* [EXERCISE PROMPT]:
Leaving out all images, write out the records that follow exactly.
----- TASK MATERIAL
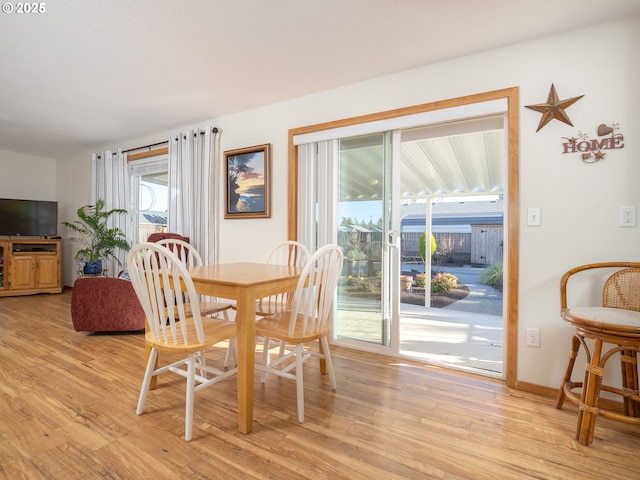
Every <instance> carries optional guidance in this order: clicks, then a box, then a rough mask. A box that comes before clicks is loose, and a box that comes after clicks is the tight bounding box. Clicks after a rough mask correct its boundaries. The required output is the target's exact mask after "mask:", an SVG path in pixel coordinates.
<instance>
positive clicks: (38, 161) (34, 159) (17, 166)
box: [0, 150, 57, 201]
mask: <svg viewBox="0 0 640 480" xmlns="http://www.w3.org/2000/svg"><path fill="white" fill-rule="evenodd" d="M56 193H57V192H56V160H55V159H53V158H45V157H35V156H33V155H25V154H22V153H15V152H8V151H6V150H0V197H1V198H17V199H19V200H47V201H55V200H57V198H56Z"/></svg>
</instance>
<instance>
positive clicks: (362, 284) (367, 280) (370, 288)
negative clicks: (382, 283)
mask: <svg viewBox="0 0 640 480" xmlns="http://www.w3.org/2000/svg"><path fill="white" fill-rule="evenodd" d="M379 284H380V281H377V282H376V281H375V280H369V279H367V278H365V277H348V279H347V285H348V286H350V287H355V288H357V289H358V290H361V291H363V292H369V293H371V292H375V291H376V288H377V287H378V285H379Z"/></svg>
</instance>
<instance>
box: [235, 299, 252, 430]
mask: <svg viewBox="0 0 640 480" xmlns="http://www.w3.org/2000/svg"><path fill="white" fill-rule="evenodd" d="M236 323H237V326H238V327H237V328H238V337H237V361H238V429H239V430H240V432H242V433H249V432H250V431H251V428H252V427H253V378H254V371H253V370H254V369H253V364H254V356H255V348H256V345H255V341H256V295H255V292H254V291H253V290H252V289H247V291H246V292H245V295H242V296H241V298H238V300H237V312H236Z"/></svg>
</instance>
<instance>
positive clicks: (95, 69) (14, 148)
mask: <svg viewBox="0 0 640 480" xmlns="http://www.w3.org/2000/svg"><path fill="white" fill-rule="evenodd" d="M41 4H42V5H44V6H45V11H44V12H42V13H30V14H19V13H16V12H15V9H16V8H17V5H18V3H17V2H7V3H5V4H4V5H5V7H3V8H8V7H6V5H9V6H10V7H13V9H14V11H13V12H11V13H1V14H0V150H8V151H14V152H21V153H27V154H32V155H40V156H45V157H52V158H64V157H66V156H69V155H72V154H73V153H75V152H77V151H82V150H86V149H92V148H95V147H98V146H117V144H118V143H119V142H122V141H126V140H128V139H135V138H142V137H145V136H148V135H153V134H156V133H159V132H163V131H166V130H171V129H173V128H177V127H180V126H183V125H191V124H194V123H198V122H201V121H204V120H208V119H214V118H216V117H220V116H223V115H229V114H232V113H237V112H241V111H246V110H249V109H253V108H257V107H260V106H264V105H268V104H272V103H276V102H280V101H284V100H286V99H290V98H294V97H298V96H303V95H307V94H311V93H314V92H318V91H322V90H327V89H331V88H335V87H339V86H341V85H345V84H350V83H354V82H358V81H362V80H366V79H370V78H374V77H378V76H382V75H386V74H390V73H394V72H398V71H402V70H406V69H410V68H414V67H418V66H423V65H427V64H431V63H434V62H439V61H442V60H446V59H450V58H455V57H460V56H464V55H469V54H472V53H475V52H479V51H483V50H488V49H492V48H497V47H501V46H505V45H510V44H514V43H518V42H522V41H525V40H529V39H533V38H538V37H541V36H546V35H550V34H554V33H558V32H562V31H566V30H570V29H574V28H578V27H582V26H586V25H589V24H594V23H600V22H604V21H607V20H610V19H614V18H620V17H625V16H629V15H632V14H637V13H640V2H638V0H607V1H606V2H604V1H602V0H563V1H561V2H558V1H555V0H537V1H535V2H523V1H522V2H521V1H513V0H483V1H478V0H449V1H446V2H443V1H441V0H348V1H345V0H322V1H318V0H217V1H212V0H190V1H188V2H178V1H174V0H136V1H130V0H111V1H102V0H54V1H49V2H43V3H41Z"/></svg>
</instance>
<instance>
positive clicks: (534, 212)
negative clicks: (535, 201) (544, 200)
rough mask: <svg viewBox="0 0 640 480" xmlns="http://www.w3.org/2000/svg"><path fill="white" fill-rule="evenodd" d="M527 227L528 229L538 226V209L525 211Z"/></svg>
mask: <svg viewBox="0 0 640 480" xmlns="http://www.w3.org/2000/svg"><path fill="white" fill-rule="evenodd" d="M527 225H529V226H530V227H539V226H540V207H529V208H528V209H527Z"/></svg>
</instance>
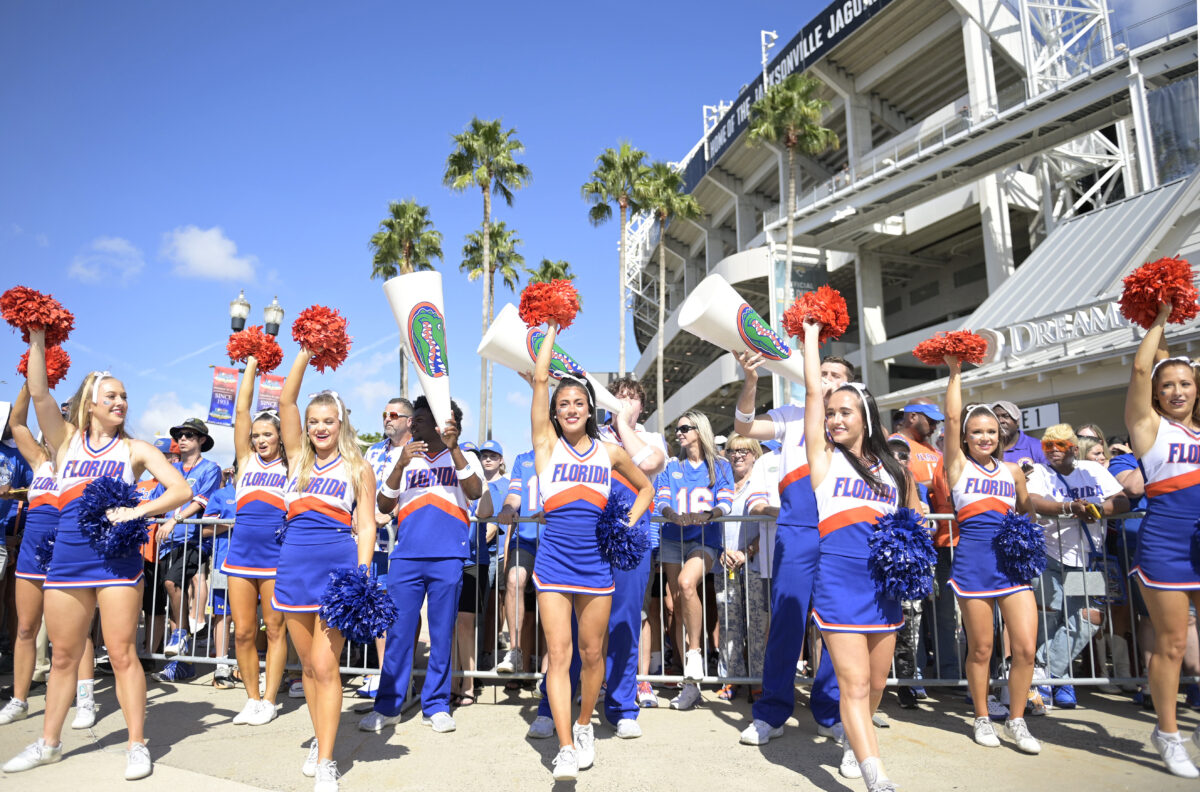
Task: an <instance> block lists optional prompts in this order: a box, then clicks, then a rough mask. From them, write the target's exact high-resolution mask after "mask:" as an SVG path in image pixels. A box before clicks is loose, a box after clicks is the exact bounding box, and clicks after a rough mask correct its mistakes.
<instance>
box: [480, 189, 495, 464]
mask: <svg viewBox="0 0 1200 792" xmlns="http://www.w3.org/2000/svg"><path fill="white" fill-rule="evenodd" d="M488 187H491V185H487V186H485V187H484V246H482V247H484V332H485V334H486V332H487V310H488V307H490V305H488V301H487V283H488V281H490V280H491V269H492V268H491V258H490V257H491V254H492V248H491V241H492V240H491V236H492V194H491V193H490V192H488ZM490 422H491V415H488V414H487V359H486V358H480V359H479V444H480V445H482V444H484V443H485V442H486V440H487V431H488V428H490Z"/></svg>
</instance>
----------
* [WORKED SOLUTION]:
Every <instance> carries optional guidance in this order: clicks, then a box, then a rough mask. A box that comes before clicks is loose, and a box that comes after clicks is the tight bounding box. Clicks after a rough mask correct its boundaries. The required output is the target's exact mask after "mask:", an SVG path in pixel coordinates.
<instance>
positive clicks: (38, 161) (34, 159) (17, 166)
box: [0, 150, 57, 201]
mask: <svg viewBox="0 0 640 480" xmlns="http://www.w3.org/2000/svg"><path fill="white" fill-rule="evenodd" d="M56 193H57V192H56V160H55V159H53V158H45V157H35V156H33V155H25V154H22V153H15V152H8V151H6V150H0V197H1V198H17V199H19V200H47V201H55V200H57V198H56Z"/></svg>
</instance>
<instance>
positive clicks: (362, 284) (367, 280) (370, 288)
negative clicks: (382, 283)
mask: <svg viewBox="0 0 640 480" xmlns="http://www.w3.org/2000/svg"><path fill="white" fill-rule="evenodd" d="M379 284H380V281H377V282H376V281H375V280H369V279H367V278H365V277H348V279H347V285H348V286H350V287H355V288H357V289H358V290H361V291H363V292H369V293H371V292H375V291H376V288H377V287H378V285H379Z"/></svg>
</instance>
<instance>
box: [235, 299, 252, 430]
mask: <svg viewBox="0 0 640 480" xmlns="http://www.w3.org/2000/svg"><path fill="white" fill-rule="evenodd" d="M236 323H237V326H238V327H237V328H238V337H237V361H238V429H239V430H240V432H242V433H249V432H250V431H251V428H252V427H253V378H254V371H253V370H254V369H253V364H254V356H255V348H256V345H255V341H256V295H255V292H254V291H253V290H252V289H247V291H246V292H245V295H242V296H241V298H238V300H237V312H236Z"/></svg>
</instance>
<instance>
positive clicks: (95, 69) (14, 148)
mask: <svg viewBox="0 0 640 480" xmlns="http://www.w3.org/2000/svg"><path fill="white" fill-rule="evenodd" d="M41 4H42V5H44V6H45V11H44V12H42V13H30V14H19V13H16V12H15V9H16V8H17V5H18V3H17V2H7V3H5V4H4V5H5V7H3V8H8V7H6V5H9V6H10V7H13V9H14V11H13V12H11V13H1V14H0V150H8V151H14V152H21V153H27V154H32V155H40V156H45V157H52V158H64V157H66V156H69V155H72V154H73V153H75V152H77V151H82V150H86V149H92V148H95V147H98V146H117V144H118V143H119V142H122V141H126V140H128V139H135V138H142V137H145V136H148V135H153V134H156V133H159V132H163V131H166V130H171V129H173V128H177V127H180V126H183V125H191V124H194V123H198V122H201V121H204V120H208V119H214V118H216V117H220V116H223V115H229V114H232V113H237V112H241V111H246V110H249V109H253V108H257V107H260V106H264V105H268V104H272V103H276V102H280V101H284V100H286V99H290V98H294V97H298V96H303V95H307V94H311V93H314V92H318V91H322V90H327V89H331V88H335V87H339V86H341V85H345V84H350V83H354V82H358V81H362V80H366V79H370V78H374V77H378V76H382V75H386V74H390V73H394V72H398V71H402V70H406V69H410V68H414V67H418V66H423V65H427V64H431V63H434V62H439V61H442V60H446V59H450V58H455V57H460V56H464V55H469V54H472V53H475V52H479V51H483V50H488V49H492V48H497V47H501V46H505V45H510V44H514V43H518V42H522V41H525V40H529V39H533V38H538V37H541V36H546V35H550V34H554V33H558V32H562V31H566V30H570V29H574V28H578V27H582V26H586V25H589V24H594V23H600V22H604V21H607V20H610V19H614V18H620V17H625V16H629V15H632V14H637V13H640V2H638V0H607V1H606V2H604V1H602V0H563V1H561V2H558V1H555V0H537V1H535V2H523V1H522V2H521V1H513V0H483V1H478V0H449V1H446V2H443V1H441V0H348V1H345V0H322V1H318V0H217V1H212V0H190V1H188V2H178V1H174V0H136V1H130V0H111V1H102V0H54V1H49V2H43V3H41Z"/></svg>
</instance>
<instance>
positive clicks: (534, 212)
negative clicks: (535, 201) (544, 200)
rough mask: <svg viewBox="0 0 640 480" xmlns="http://www.w3.org/2000/svg"><path fill="white" fill-rule="evenodd" d="M527 227L528 229L538 226V209L525 211Z"/></svg>
mask: <svg viewBox="0 0 640 480" xmlns="http://www.w3.org/2000/svg"><path fill="white" fill-rule="evenodd" d="M527 225H529V226H530V227H539V226H540V207H529V208H528V209H527Z"/></svg>
</instance>
Task: an <instance> block lists optional prompts in this order: a box, then clicks, then a rough mask. From them, write the target's exact high-resolution mask after "mask:" as an SVG path in image pixels. A box before clicks is loose, a box after clicks is the exact bounding box, and clicks after a rough mask correct its mistakes.
<instance>
box: [480, 189, 495, 464]
mask: <svg viewBox="0 0 1200 792" xmlns="http://www.w3.org/2000/svg"><path fill="white" fill-rule="evenodd" d="M488 187H491V185H487V186H485V187H484V246H482V247H484V332H485V334H486V332H487V310H488V307H490V305H488V301H487V283H488V281H490V280H491V269H492V268H491V258H490V257H491V254H492V248H491V241H492V240H491V236H492V194H491V193H490V192H488ZM490 422H491V415H488V414H487V359H486V358H480V359H479V444H480V445H482V444H484V443H485V442H486V440H487V431H488V428H490Z"/></svg>
</instance>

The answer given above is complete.